* Objective a: From the Set ADT page below, reproduce word for word the passage starting at "Pick HashSet whenever" and ending at "the same guarantees).".

* Page extract:
--- --- ---

Skip to content

Set (Set ADT) — Middle Level

Table of Contents

  1. Introduction
  2. Choosing an Implementation
  3. HashSet
  4. TreeSet
  5. BitSet
  6. LinkedHashSet
  7. Performance Comparison
  8. Set-Algebra Implementation Patterns
  9. The equals / hashCode Contract
  10. Iteration Order Hazards
  11. Integration with Other Data Structures
  12. Code Examples
  13. Benchmarks
  14. Best Practices
  15. Summary

Introduction

At the junior level, a set is "a thing you call add and contains on". At the middle level, the question becomes which set, under what load, and with what trade-offs. This page is about choosing the right implementation, understanding its failure modes, and integrating sets into real algorithms.

We assume you can already read the HashSet implementation from junior.md. Here we go one layer up: when does it dominate, when does it lose, and what should you reach for instead?


Choosing an Implementation

HashSet

  • Backing structure: a hash table (see topic 05-hash-tables for internals).
  • Average complexity: O(1) for add, remove, contains.
  • Worst-case: O(n) when every element hashes to the same bucket. With a cryptographic or randomized hash this is practically impossible; with a weak hash and adversarial input it is achievable (this is the hash-flooding attack).
  • Memory: O(n) plus per-bucket overhead. Each entry typically costs 32–64 bytes in addition to the element itself.
  • Iteration order: unspecified. Go randomizes; Java is bucket-order; Python preserves insertion order (since 3.7) but this is an implementation guarantee, not an ADT guarantee.

Pick HashSet whenever you need maximum throughput on contains, have no ordering requirement, and your elements have a good hash.

TreeSet

  • Backing structure: a self-balancing BST (red-black tree in Java; skip list in C++ std::set is technically not a tree but offers the same guarantees).
  • Complexity: O(log n) for add, remove, contains.
  • Memory: O(n) plus three pointers per node.
  • Iteration order: sorted, in O(n) time.
  • Bonus operations: first, last, floor(x), ceiling(x), headSet(x), tailSet(x), subSet(lo, hi) — these range queries cost O(log n + k) where k is the result size.

Pick TreeSet when you need sorted iteration, range queries, or "nearest-neighbor" lookups. Schedulers, leaderboards (often as a sorted set with scores), and stream-deduplication windows are typical homes.

BitSet

  • Backing structure: an array of machine words (typically 64-bit uint64).
  • Complexity: O(1) per element for add, remove, contains; O(U/64) for union/intersection/difference where U is the universe size.
  • Memory: U bits — one bit per possible element. 1 million possible IDs costs only 125 KB.

--- --- ---

* Material to process:

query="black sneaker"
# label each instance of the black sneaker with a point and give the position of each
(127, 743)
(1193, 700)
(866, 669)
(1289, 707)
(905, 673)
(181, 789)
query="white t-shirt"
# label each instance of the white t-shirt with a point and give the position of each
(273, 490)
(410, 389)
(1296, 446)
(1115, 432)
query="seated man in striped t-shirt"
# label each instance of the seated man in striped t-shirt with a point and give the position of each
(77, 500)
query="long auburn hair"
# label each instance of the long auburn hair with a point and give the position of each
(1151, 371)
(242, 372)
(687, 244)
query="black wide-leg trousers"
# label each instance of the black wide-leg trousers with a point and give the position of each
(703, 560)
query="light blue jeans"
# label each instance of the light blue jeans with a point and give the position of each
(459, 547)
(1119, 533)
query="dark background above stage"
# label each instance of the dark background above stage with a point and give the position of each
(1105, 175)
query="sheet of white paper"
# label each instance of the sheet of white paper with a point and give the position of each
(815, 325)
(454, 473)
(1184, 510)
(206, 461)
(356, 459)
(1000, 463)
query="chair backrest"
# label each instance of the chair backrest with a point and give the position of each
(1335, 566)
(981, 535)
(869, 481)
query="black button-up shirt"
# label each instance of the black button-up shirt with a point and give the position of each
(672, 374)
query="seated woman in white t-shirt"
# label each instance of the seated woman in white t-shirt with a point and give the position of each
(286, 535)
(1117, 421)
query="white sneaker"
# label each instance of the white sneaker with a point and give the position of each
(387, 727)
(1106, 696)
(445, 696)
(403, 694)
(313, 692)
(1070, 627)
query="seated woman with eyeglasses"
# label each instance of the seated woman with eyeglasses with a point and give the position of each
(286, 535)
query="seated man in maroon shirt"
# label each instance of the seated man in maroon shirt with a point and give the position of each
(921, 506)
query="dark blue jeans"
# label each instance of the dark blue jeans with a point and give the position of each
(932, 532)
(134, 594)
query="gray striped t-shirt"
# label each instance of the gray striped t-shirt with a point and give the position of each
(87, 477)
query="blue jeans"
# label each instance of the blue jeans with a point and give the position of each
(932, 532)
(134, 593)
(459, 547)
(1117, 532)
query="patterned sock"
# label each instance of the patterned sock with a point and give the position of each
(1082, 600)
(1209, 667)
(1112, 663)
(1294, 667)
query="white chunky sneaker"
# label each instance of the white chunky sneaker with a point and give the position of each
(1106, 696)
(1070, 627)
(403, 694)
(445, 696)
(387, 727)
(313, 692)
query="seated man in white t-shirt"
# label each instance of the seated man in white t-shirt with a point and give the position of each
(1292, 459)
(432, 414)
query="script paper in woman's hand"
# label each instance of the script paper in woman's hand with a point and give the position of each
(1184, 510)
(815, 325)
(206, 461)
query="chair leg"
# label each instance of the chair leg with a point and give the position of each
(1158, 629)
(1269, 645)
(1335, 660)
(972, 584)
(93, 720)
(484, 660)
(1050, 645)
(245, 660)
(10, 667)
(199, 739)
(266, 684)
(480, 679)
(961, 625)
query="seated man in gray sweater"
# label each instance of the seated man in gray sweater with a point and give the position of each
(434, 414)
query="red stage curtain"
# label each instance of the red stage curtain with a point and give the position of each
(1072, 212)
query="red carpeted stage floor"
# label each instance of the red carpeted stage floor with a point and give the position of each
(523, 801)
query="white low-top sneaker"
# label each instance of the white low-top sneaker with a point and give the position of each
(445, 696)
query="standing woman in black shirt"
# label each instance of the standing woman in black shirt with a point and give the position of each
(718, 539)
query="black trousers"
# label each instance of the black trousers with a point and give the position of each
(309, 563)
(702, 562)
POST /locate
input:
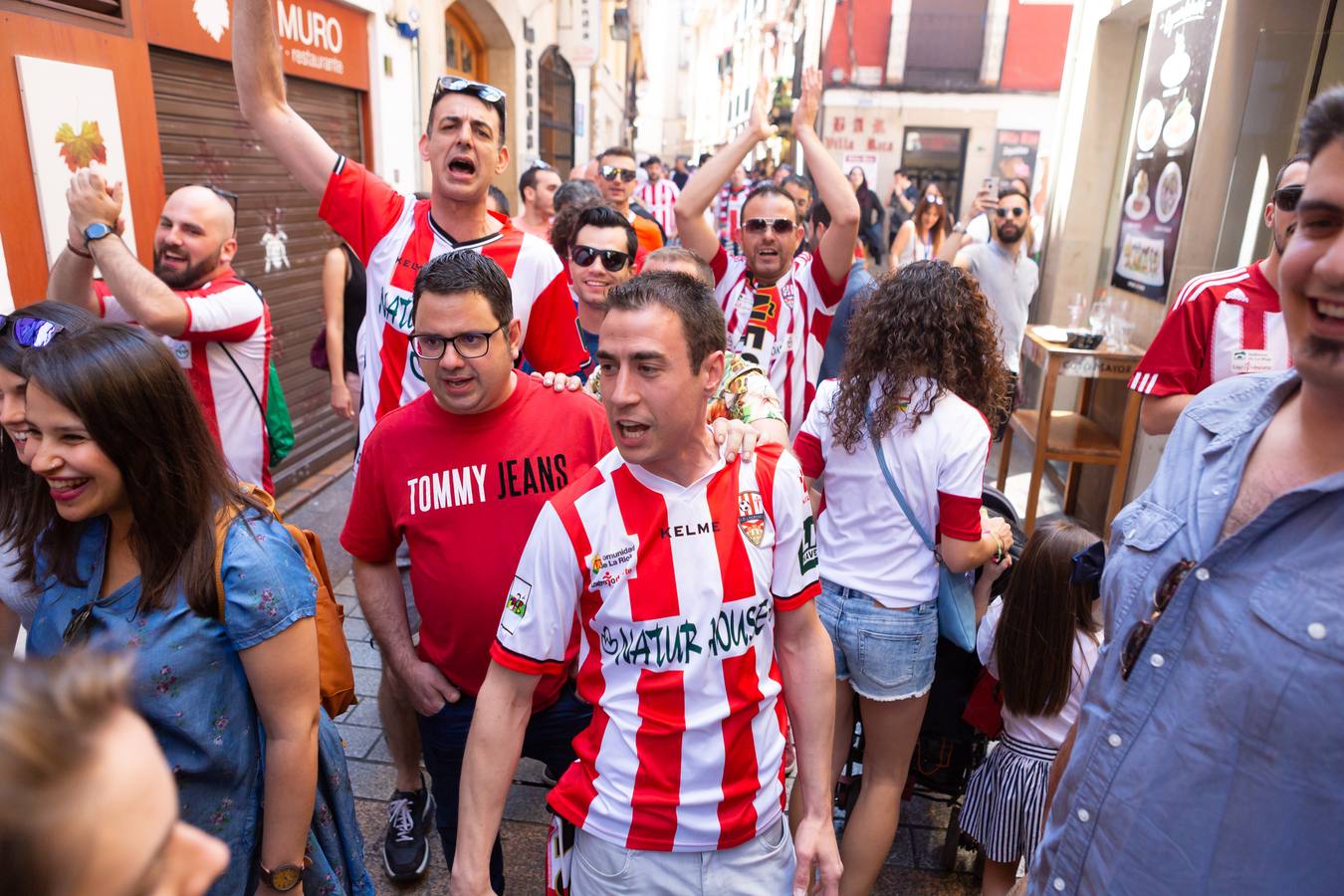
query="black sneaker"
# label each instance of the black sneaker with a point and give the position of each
(406, 842)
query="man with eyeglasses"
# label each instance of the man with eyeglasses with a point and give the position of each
(1007, 274)
(1222, 324)
(461, 473)
(214, 323)
(779, 307)
(615, 176)
(1206, 757)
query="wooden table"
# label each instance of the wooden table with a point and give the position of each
(1071, 435)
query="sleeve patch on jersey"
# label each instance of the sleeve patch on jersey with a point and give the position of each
(515, 606)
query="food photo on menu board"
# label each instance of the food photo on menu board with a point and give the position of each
(1171, 100)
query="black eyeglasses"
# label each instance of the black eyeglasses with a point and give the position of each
(611, 260)
(31, 332)
(1137, 635)
(779, 225)
(430, 346)
(1286, 198)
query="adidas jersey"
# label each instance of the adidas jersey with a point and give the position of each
(1221, 326)
(675, 590)
(780, 328)
(394, 235)
(225, 353)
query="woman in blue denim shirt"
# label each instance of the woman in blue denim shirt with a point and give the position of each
(127, 560)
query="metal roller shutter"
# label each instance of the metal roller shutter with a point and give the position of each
(203, 138)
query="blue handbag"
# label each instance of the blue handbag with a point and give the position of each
(956, 602)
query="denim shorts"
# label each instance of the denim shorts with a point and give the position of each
(884, 654)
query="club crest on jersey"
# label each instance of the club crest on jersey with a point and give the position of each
(752, 516)
(607, 567)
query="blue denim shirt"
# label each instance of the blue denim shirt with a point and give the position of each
(1220, 766)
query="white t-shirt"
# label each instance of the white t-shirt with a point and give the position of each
(675, 590)
(1043, 731)
(864, 541)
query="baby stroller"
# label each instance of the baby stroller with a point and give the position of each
(948, 749)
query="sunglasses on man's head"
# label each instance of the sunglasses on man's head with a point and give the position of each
(611, 260)
(780, 226)
(31, 332)
(1286, 198)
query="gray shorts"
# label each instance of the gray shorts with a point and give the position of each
(764, 865)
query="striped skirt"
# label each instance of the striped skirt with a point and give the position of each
(1006, 799)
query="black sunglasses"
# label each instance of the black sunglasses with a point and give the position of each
(780, 226)
(611, 260)
(1139, 634)
(1286, 198)
(31, 332)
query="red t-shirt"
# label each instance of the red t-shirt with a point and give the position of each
(464, 491)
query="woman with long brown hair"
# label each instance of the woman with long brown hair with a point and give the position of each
(921, 375)
(127, 561)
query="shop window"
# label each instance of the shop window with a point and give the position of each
(557, 108)
(464, 50)
(945, 45)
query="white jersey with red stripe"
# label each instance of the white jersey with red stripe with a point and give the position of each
(660, 199)
(394, 237)
(675, 590)
(1221, 326)
(782, 328)
(225, 352)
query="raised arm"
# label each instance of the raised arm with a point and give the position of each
(835, 189)
(705, 184)
(261, 97)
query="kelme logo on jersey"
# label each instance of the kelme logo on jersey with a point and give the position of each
(609, 567)
(515, 604)
(752, 516)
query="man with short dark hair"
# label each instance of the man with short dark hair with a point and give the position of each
(691, 581)
(1222, 324)
(1206, 754)
(779, 307)
(460, 473)
(615, 176)
(659, 195)
(537, 191)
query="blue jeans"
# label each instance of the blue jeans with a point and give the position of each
(444, 741)
(884, 654)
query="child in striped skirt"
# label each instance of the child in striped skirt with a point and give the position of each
(1040, 639)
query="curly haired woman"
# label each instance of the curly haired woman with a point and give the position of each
(921, 375)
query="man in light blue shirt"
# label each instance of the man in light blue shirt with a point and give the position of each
(1209, 755)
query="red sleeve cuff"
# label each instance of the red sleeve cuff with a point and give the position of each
(959, 516)
(797, 600)
(527, 665)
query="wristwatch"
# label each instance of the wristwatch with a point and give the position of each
(284, 879)
(96, 230)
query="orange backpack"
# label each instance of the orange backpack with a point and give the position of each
(334, 665)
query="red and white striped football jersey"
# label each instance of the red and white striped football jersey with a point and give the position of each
(675, 590)
(1221, 326)
(225, 315)
(394, 235)
(782, 328)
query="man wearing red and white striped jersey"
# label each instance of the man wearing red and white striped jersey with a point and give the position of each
(1222, 324)
(215, 324)
(692, 580)
(659, 195)
(779, 308)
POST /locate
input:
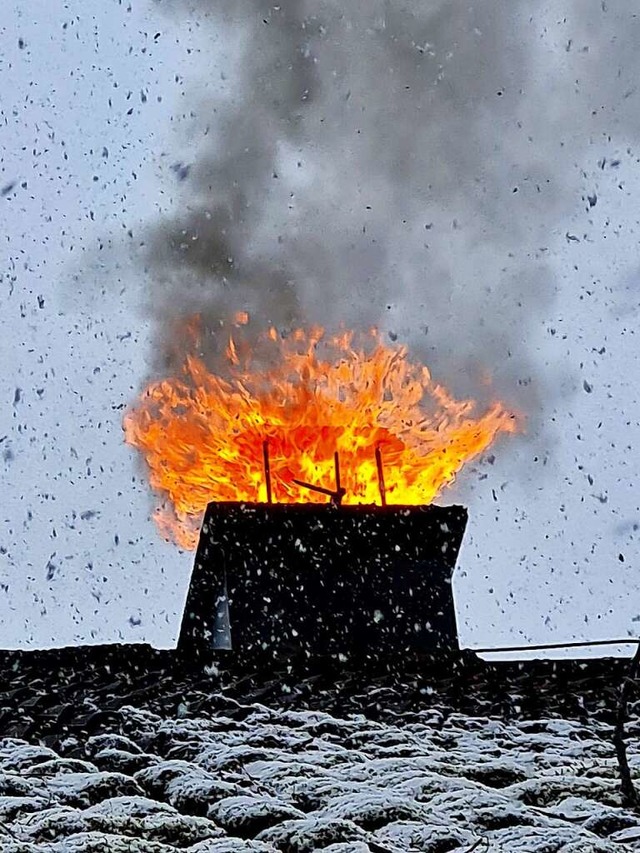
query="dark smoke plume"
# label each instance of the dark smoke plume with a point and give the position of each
(399, 164)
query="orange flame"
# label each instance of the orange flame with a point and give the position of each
(203, 435)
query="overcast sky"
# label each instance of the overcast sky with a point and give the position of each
(527, 180)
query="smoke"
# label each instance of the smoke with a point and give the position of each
(398, 164)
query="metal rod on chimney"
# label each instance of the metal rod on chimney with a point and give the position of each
(267, 469)
(339, 492)
(381, 485)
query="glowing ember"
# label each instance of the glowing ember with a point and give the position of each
(203, 435)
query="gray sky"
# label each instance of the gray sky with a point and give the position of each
(511, 124)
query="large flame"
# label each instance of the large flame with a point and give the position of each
(203, 434)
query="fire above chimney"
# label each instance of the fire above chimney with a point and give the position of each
(294, 582)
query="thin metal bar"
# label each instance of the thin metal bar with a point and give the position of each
(267, 469)
(381, 485)
(339, 492)
(313, 488)
(571, 645)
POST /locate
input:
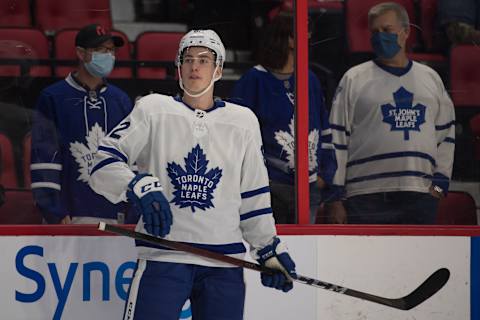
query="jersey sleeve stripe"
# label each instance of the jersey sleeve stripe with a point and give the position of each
(326, 132)
(328, 146)
(104, 163)
(340, 146)
(45, 176)
(445, 126)
(391, 175)
(393, 155)
(255, 213)
(252, 193)
(45, 166)
(230, 248)
(114, 152)
(49, 185)
(339, 128)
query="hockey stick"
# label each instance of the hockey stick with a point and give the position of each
(427, 289)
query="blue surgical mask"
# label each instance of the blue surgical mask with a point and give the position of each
(385, 44)
(101, 64)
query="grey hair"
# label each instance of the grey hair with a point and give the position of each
(384, 7)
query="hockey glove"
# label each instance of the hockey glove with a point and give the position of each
(275, 256)
(145, 193)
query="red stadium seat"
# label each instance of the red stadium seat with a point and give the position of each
(53, 15)
(19, 208)
(8, 176)
(475, 128)
(26, 45)
(457, 208)
(465, 75)
(27, 153)
(15, 13)
(428, 15)
(287, 5)
(156, 46)
(356, 20)
(65, 50)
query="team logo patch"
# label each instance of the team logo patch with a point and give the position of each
(287, 141)
(85, 154)
(195, 184)
(404, 116)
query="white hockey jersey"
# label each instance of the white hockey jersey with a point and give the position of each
(393, 129)
(211, 166)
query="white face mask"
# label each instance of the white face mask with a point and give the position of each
(101, 64)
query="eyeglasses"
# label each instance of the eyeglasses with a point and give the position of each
(203, 61)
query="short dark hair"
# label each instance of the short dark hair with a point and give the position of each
(273, 48)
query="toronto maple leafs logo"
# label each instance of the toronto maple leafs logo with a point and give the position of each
(287, 141)
(84, 154)
(194, 185)
(404, 116)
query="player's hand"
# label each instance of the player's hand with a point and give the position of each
(145, 193)
(66, 220)
(275, 256)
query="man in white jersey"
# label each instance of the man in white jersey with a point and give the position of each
(202, 181)
(393, 130)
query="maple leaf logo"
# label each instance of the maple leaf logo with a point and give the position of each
(194, 185)
(403, 116)
(84, 154)
(287, 141)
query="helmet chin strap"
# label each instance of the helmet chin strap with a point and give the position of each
(201, 93)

--- --- ---

* Objective b: Duplicate the records above line for line, starting at the first line of the records and ending at the line that contains "(1105, 175)", with both of those lines included.

* Correct answer a:
Pick HashSet whenever you need maximum throughput on contains, have no ordering requirement, and your elements have a good hash.

TreeSet

  • Backing structure: a self-balancing BST (red-black tree in Java; skip list in C++ std::set is technically not a tree but offers the same guarantees).

* Correct answer b:
query="black sneaker"
# label each instance of the black sneaker with a point and give the position of each
(127, 743)
(1193, 700)
(866, 669)
(1289, 707)
(905, 673)
(181, 789)
query="white t-shirt"
# label each instance of the white t-shirt with a point and give the position of each
(273, 490)
(410, 389)
(1296, 446)
(1115, 432)
query="seated man in striped t-shirt"
# label each instance of the seated man in striped t-shirt with a point and give the position of each
(77, 500)
query="long auburn hair"
# label each instance of the long auburn hair with a point and give the position of each
(1151, 371)
(242, 372)
(687, 244)
query="black wide-leg trousers"
# label each instance of the black wide-leg trousers with a point and give the position of each
(703, 560)
query="light blue jeans"
# label each instance of the light blue jeans with a point and give the position of each
(459, 547)
(1119, 533)
query="dark background above stage"
# label each instance of the dark background above stage with a point and give the position of each
(1105, 175)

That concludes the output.